PAGE EXTRACT:
[Start of Attachment]
HUNGARY: Unlimited power is not the panacea – Assessment of the proposed law to extend the state of emergency and its constitutional preconditions

Article originally published on Netherland Helsinki Committee, 22 March 2020 – accessible here

A carte blanche mandate for the Hungarian government with no sunset clause is not the panacea to the  emergency caused by the COVID-19 virus in Hungary. We need strong rule of law safeguards and proportional and necessary emergency measures, not unlimited government rule by decree that can last beyond the actual epidemic crisis.

Background

On 20 March 2020, the Hungarian government submitted a ​Bill on Protection against the Coronavirus (​Bill T/9790​) (“the Bill”) to Parliament, seeking parliamentary authorisation to extend the ​state of danger that it had ordered by government decree from 11 March 2020.1 The government justified its decision to declare a state of danger, which is one of the particular types of special legal order under the Hungarian Fundamental Law, with the need to prevent and mitigate the consequences of the COVID-19 pandemic causing mass infections.

On Monday, 23 March 2020, Parliament will vote whether to allow an urgent vote on the Bill to go forward on the next day, Tuesday, 24 March. A departure from the normal House Rules requires a four-fifths majority of MPs, hence the agreement of at least some of the opposition. If the government is not able to secure support for an urgent procedure, the Bill is expected to be voted in a regular voting procedure eight days later. Because the government has a constitutional two-thirds majority in Parliament, this vote would not require any support by opposition MPs.

The Bill has two pillars of provisions. First, it seeks a parliamentary mandate for the government to rule by decree without a sunset clause or any other provision that would guarantee that Parliament can exercise its role of effective oversight.
[End of Attachment]
ENTRIES PROVIDED:
[Start of Attachment]
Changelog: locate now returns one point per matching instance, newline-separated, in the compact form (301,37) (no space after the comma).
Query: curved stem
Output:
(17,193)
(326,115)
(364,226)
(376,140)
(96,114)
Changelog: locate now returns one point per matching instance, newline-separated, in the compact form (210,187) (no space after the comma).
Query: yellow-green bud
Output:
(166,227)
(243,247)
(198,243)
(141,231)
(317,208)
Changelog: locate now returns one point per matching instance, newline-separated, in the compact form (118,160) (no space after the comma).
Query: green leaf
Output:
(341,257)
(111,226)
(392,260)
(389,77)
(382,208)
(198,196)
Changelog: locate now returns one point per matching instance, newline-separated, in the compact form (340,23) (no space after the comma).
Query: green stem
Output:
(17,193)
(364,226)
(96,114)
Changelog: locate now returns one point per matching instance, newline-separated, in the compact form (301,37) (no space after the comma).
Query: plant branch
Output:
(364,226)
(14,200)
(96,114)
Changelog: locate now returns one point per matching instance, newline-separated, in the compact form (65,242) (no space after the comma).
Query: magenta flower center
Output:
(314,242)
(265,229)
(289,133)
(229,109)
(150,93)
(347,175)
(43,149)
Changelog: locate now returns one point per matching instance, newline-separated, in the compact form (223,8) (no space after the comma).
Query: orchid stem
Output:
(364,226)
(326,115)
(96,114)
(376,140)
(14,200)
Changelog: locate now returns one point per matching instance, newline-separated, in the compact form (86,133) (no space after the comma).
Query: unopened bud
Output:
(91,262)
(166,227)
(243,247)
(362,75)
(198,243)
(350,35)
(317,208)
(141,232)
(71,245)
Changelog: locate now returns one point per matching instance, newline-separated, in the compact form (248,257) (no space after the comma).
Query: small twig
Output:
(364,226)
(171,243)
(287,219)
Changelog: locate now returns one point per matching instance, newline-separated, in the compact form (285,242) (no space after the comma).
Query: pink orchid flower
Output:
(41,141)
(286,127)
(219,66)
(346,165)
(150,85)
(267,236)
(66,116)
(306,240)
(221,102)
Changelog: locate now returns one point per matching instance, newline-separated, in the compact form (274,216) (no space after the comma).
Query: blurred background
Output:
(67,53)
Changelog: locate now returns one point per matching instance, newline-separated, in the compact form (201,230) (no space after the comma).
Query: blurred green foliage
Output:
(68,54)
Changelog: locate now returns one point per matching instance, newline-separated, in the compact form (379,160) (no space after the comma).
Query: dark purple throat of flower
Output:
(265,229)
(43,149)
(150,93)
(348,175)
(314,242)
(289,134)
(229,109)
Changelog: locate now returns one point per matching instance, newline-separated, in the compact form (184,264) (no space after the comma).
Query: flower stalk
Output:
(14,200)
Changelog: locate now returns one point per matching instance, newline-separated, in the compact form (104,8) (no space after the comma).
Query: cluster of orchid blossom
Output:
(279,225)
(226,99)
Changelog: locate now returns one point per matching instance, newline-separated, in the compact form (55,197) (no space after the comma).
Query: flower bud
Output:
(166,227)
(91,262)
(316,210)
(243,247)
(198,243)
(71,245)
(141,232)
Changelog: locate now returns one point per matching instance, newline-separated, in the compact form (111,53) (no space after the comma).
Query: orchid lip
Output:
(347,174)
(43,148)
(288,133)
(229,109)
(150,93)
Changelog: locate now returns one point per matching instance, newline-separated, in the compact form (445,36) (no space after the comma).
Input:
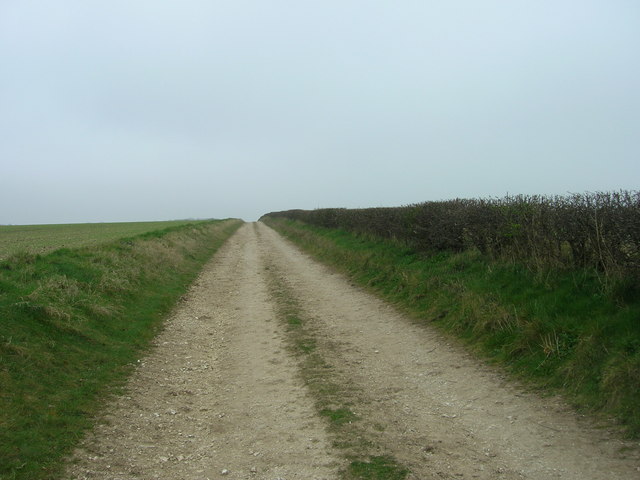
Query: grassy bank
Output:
(560,330)
(73,322)
(41,239)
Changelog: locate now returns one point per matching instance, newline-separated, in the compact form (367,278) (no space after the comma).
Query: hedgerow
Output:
(599,231)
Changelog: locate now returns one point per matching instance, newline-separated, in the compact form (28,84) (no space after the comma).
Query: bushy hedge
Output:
(593,230)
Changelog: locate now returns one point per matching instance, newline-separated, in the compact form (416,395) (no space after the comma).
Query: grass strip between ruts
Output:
(560,330)
(72,324)
(334,400)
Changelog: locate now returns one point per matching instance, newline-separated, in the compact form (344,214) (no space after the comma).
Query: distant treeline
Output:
(591,230)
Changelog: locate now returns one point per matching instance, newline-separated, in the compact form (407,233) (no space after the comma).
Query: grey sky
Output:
(152,110)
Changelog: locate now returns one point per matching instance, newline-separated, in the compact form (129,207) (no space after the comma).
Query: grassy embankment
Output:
(561,330)
(72,324)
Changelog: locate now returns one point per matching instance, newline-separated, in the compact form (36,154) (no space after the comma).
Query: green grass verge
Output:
(73,323)
(561,330)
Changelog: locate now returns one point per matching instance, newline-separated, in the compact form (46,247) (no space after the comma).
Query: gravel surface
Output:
(221,395)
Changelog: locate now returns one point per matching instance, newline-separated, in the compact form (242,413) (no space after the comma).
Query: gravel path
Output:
(221,395)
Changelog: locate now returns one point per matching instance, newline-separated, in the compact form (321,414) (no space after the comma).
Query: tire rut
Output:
(434,407)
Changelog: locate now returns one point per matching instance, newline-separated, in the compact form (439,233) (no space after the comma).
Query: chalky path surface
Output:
(220,396)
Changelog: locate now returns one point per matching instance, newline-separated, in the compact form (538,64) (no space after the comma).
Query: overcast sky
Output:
(164,109)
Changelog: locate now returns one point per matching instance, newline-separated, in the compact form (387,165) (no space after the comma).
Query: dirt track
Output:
(222,396)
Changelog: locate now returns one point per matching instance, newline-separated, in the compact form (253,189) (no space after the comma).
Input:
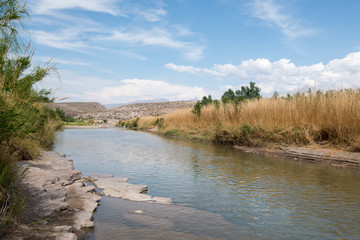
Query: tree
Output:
(228,96)
(25,124)
(243,94)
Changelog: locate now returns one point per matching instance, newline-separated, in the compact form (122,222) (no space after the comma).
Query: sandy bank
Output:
(313,153)
(325,156)
(60,203)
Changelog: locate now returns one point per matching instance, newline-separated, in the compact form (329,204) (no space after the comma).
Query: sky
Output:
(118,51)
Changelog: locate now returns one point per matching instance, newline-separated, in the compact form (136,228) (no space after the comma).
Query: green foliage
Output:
(246,92)
(199,104)
(206,100)
(197,109)
(134,124)
(159,122)
(65,118)
(25,124)
(228,96)
(276,95)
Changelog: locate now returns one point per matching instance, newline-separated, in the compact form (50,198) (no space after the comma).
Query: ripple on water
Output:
(270,197)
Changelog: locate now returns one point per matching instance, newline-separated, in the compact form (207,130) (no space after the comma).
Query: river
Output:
(220,192)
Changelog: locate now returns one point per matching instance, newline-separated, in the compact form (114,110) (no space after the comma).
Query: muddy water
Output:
(223,193)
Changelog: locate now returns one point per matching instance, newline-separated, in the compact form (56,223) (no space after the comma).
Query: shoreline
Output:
(59,202)
(312,153)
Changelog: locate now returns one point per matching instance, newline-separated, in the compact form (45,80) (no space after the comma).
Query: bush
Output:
(25,124)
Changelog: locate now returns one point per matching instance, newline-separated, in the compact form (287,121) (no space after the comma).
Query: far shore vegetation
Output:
(26,124)
(318,118)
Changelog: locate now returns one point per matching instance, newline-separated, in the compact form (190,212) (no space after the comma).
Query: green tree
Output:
(228,96)
(246,92)
(25,124)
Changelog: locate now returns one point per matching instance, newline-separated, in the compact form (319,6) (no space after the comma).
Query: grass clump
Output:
(327,118)
(26,125)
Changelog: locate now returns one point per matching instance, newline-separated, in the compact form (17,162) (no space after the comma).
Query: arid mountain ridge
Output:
(99,112)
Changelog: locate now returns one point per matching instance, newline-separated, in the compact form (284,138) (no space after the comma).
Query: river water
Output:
(220,192)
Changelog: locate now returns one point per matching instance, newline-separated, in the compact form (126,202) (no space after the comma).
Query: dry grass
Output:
(320,118)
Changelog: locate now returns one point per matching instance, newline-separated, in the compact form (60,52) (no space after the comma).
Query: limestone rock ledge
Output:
(119,187)
(59,204)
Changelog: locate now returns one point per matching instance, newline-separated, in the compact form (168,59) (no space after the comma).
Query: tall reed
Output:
(331,117)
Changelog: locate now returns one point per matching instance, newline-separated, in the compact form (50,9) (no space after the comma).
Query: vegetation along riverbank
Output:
(316,119)
(26,125)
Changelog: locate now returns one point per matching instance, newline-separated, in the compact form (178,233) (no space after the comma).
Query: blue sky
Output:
(113,51)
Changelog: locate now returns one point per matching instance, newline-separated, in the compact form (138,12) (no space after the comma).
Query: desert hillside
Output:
(99,112)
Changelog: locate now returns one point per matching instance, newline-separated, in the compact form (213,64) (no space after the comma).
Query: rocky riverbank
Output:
(58,204)
(59,201)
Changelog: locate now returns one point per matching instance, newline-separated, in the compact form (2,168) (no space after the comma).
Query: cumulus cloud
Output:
(285,76)
(144,89)
(273,14)
(155,37)
(78,34)
(69,39)
(151,12)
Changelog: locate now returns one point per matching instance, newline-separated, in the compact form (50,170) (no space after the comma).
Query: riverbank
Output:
(313,153)
(59,202)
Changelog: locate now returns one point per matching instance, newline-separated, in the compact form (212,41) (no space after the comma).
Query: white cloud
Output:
(144,89)
(68,39)
(152,11)
(49,6)
(55,60)
(273,14)
(285,76)
(155,37)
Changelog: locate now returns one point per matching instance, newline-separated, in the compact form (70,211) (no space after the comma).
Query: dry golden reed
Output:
(331,117)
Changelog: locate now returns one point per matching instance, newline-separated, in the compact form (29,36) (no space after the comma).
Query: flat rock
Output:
(57,193)
(119,187)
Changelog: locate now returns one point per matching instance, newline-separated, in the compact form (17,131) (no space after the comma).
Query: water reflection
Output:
(273,197)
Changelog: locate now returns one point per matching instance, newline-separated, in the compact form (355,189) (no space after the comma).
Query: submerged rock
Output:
(119,187)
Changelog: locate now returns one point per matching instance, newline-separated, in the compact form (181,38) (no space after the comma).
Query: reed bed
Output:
(325,118)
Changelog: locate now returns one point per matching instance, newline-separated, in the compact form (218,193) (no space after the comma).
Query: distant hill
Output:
(114,105)
(99,112)
(77,108)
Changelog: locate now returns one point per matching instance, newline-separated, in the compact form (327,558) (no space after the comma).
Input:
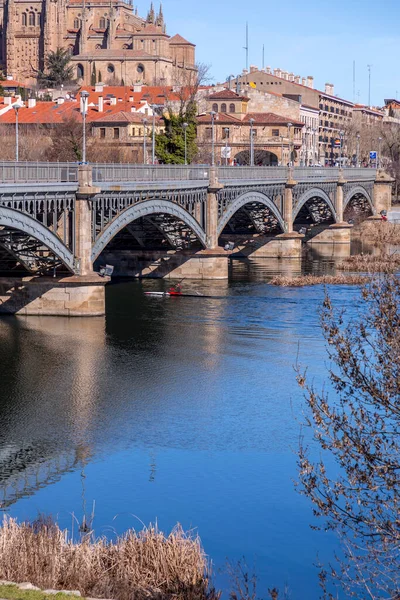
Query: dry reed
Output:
[End of Attachment]
TASK PROMPT:
Please write the next part of the article on Hungary's proposed coronavirus emergency law, picking up right after its sentence describing the Bill's first pillar.

TASK RESPONSE:
Second, the law creates two new crimes. Anyone who publicizes false or distorted facts that interfere with the “successful protection” of the public – or that alarm or agitate that public – could be punished by up to five years in prison. Anyone who interferes with the operation of a quarantine or isolation order could also face a prison sentence of up to five years, a punishment that increases to eight years if anyone dies as a result. Media pluralism has been in decline for years in Hungary, and the relationship between the government and the government-critical press became severely hostile in recent days.

Summary of concerns and recommendations

In the past decade, we’ve seen that the Hungarian government does not tolerate constitutional limitations on the exercise of its powers. The Bill on Protection against the Coronavirus (Bill T/9790) (“the Bill”) reveals this as well. Hence we hereby put forth our position on criteria for assessing the Bill and related recommendations.

The Bill in the form it has been submitted to Parliament fails to comply with the democratic set of criteria for a special legal order that also derives from Hungary’s Fundamental Law. In our view, it is imperative that the law to be adopted should fulfill the following criteria:

  1. The state of danger to be introduced as a special legal order is not an extra-constitutional situation and should not be allowed to become one.
  2. The special legal order cannot last forever; instead, it should be in place for a limited period of time which, if necessary, can be extended in case the “state of danger” continues to exist.
  3. The fundamental rules of the rule of law cannot be superseded in case of epidemic danger.
  4. Citizens are entitled to fundamental rights protection even in case of an emergency. Theserights may only be restricted in the interest of averting a threat.

Based on the foregoing criteria, we recommend that by way of the particular rules of the state of danger,

  1. Parliament should only grant an extraordinary legal mandate to the government for a predefined period of time,
  2. The scope of persons eligible to initiate a procedure of the Constitutional Court should be temporarily extended so that any member of parliament, or at least the head of parliamentary groups, should be allowed to initiate an abstract constitutional review process,
  3. A short, e.g. three-day time limit should be set for the Constitutional Court to make in-merit decisions about petitions related to the special legal order and individual measures taken thereunder.